» Stated task
Reproduce the records below, substituting "gazebo" for every occurrence of "pavilion" and leaving all other text unchanged. Omit the pictures from your answer.

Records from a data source
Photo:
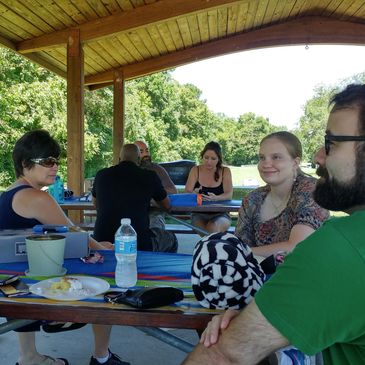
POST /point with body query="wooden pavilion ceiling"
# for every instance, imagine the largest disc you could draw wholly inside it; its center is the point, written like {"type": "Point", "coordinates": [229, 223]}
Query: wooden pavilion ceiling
{"type": "Point", "coordinates": [145, 36]}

» Exercise result
Photo:
POST /point with body query="wooden gazebo ceiling"
# for every instance, imagine the largest disc you could draw wholly inside it; its center is the point, written like {"type": "Point", "coordinates": [229, 223]}
Query: wooden gazebo ceiling
{"type": "Point", "coordinates": [145, 36]}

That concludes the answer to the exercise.